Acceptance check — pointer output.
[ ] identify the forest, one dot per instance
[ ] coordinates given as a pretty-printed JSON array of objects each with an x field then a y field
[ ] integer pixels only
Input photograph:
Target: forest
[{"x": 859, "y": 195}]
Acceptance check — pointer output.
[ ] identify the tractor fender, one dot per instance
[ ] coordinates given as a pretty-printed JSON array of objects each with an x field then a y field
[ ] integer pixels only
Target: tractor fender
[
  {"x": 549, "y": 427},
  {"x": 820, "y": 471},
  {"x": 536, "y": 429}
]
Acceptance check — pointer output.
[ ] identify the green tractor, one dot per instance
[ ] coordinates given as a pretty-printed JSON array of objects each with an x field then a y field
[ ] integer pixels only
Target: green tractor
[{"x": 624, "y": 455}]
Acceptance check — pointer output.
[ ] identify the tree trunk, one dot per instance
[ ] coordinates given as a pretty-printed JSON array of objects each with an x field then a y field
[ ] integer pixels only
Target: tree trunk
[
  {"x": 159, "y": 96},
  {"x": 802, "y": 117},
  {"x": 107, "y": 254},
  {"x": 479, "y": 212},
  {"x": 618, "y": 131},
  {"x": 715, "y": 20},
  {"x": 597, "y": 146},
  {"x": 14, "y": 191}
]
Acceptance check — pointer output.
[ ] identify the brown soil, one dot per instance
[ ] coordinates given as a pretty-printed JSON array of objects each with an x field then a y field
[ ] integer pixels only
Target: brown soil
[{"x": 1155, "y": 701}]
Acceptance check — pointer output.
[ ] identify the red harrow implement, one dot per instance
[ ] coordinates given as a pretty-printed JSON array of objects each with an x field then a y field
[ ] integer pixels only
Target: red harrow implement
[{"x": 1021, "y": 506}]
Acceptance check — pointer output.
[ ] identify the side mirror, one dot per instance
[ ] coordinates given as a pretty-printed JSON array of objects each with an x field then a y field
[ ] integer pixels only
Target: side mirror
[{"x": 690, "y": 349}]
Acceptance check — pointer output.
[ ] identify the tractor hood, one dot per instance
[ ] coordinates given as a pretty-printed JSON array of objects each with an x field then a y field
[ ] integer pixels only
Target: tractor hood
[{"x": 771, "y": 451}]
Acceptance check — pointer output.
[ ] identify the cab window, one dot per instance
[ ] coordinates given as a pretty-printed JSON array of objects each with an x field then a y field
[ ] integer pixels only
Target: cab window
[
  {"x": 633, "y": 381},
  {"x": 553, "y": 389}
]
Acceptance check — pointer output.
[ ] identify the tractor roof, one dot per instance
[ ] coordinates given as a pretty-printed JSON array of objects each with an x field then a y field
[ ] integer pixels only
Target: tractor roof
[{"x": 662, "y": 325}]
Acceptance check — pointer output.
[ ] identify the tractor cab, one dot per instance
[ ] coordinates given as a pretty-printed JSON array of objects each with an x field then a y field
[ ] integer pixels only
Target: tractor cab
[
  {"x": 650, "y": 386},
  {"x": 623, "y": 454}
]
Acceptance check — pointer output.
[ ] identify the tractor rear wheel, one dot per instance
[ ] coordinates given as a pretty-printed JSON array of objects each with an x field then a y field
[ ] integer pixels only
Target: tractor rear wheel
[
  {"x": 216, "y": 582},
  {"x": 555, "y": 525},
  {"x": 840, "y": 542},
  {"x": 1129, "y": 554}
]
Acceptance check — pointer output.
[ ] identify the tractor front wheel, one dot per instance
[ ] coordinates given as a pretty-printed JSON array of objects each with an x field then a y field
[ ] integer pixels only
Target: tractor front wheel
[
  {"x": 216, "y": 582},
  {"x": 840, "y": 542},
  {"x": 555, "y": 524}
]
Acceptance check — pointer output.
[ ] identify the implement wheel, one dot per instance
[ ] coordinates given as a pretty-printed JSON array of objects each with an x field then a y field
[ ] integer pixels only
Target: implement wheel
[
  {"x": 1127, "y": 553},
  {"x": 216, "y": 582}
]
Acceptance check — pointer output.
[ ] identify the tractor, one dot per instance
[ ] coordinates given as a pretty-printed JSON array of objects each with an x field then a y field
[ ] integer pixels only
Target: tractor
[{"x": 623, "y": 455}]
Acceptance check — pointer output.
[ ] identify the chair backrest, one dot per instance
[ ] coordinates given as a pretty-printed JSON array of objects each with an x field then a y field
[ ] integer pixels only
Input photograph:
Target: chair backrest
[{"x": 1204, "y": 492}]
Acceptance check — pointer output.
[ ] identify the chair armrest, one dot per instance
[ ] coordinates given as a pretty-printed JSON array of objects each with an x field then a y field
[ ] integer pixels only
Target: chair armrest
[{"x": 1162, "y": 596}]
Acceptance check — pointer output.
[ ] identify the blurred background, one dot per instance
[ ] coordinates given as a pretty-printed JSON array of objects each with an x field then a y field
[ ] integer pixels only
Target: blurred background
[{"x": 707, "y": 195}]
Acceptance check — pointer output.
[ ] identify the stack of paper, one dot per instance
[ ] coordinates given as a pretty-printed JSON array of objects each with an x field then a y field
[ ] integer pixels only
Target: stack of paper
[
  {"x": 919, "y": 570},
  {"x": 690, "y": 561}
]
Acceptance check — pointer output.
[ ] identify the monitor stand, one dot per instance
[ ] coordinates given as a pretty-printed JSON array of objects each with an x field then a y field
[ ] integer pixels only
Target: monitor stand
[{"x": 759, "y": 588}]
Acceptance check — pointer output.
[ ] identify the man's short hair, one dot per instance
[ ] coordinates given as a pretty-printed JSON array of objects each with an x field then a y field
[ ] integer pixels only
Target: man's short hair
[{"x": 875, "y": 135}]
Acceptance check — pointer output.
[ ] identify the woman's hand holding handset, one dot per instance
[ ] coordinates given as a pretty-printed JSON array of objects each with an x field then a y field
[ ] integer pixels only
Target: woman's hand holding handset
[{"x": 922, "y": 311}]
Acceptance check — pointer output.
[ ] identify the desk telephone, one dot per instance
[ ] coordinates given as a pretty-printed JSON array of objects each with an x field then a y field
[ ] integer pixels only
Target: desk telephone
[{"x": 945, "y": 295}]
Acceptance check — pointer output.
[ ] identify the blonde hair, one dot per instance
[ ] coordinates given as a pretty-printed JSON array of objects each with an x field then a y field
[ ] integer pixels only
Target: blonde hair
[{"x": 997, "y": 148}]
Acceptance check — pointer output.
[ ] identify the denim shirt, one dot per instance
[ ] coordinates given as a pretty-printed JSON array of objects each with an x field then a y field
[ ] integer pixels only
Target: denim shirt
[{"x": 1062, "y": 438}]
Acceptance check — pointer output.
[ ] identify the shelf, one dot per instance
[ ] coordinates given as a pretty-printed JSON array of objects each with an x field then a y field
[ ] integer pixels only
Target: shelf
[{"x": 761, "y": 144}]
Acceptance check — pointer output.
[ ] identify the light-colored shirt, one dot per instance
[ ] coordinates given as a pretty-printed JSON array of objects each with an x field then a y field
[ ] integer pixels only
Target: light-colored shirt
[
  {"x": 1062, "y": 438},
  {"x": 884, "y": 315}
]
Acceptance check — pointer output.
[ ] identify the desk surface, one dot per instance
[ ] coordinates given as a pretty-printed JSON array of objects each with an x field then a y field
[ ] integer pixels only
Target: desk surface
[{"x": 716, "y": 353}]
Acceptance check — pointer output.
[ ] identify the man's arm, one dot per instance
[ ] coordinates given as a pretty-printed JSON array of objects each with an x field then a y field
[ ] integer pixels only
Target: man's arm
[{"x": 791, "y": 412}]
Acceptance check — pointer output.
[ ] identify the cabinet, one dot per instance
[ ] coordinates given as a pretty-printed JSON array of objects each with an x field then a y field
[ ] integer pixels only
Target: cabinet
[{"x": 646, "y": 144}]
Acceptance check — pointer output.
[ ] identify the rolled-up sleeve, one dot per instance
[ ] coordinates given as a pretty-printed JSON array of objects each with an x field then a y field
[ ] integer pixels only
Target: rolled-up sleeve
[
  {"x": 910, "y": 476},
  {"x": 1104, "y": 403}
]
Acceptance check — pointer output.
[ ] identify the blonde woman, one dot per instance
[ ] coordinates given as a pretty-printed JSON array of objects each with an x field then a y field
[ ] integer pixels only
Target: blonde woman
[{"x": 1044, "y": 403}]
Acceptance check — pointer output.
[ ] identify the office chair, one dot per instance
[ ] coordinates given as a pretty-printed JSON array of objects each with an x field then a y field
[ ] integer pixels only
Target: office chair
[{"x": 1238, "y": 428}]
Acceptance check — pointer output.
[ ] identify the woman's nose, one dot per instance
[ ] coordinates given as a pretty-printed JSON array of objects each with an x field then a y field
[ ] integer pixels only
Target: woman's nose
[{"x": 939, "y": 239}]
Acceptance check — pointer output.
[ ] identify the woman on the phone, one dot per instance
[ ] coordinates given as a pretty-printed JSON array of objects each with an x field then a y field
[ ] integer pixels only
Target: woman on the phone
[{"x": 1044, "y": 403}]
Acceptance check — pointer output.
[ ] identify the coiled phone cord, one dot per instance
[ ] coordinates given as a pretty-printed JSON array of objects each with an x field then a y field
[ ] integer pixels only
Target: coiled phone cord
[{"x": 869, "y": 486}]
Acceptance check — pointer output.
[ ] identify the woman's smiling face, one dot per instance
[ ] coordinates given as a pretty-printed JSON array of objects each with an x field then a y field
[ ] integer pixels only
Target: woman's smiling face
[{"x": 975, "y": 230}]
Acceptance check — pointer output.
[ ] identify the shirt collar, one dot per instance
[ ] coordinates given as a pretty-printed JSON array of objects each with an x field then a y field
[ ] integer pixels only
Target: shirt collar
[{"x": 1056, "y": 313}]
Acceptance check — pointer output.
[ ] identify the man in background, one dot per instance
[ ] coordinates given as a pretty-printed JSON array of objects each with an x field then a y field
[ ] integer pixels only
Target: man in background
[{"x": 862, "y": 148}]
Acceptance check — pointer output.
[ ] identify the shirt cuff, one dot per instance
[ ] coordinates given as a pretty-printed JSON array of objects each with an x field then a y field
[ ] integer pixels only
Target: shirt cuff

● ● ● ● ●

# [Written problem]
From the listing above, pick out every line that contains the word "cabinet".

# [Full response]
[ ] identify the cabinet, one dot per instance
Target: cabinet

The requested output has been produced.